EXTRACTED DATA.
<<<<
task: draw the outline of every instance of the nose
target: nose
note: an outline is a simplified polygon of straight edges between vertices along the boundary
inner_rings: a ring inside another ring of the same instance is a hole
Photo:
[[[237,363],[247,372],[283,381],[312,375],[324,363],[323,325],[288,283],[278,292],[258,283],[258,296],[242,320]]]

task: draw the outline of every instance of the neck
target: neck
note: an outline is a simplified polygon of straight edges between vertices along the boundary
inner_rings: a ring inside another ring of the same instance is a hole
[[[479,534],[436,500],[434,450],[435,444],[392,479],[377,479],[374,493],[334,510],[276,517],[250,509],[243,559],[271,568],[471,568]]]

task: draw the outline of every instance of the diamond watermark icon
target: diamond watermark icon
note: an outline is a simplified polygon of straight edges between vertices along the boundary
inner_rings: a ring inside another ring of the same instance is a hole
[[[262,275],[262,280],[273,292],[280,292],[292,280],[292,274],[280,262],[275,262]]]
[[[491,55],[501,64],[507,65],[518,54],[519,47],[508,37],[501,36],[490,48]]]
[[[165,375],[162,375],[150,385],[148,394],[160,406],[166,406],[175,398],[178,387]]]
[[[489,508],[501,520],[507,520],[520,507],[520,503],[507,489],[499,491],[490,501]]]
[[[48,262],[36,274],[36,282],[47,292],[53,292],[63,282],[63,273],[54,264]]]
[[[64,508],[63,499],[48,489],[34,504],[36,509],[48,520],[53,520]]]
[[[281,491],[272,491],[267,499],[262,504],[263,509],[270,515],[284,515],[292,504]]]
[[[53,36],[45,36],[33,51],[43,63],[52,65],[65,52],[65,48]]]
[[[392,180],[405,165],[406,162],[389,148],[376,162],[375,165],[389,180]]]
>>>>
SHORT EXERCISE.
Format the lines from the one containing "task: draw the outline of every instance of the diamond" through the end of the rows, both ends included, as a numbered list, leaving out blank lines.

FINISHED EXERCISE.
1. task: draw the outline of every instance of the diamond watermark icon
2. target: diamond watermark icon
3. note: an outline is a simplified polygon of straight edges between vertices along the boundary
4. inner_rings: a ring inside another ring of the same instance is a hole
5. [[[262,275],[262,280],[273,292],[280,292],[292,280],[292,274],[280,262],[275,262]]]
6. [[[491,55],[501,64],[507,65],[518,54],[519,47],[508,37],[501,36],[490,48]]]
7. [[[165,375],[162,375],[150,385],[148,394],[160,406],[166,406],[175,398],[178,387]]]
8. [[[489,508],[501,520],[507,520],[520,507],[520,503],[507,489],[499,491],[490,501]]]
9. [[[48,262],[36,274],[36,282],[47,292],[53,292],[63,282],[63,273],[54,264]]]
10. [[[64,508],[63,499],[48,489],[34,504],[36,509],[48,520],[53,520]]]
11. [[[281,491],[272,491],[267,499],[262,504],[263,509],[270,515],[284,515],[292,504]]]
12. [[[53,36],[45,36],[33,51],[43,63],[52,65],[65,52],[65,48]]]
13. [[[392,180],[405,165],[406,162],[389,148],[376,162],[375,165],[389,180]]]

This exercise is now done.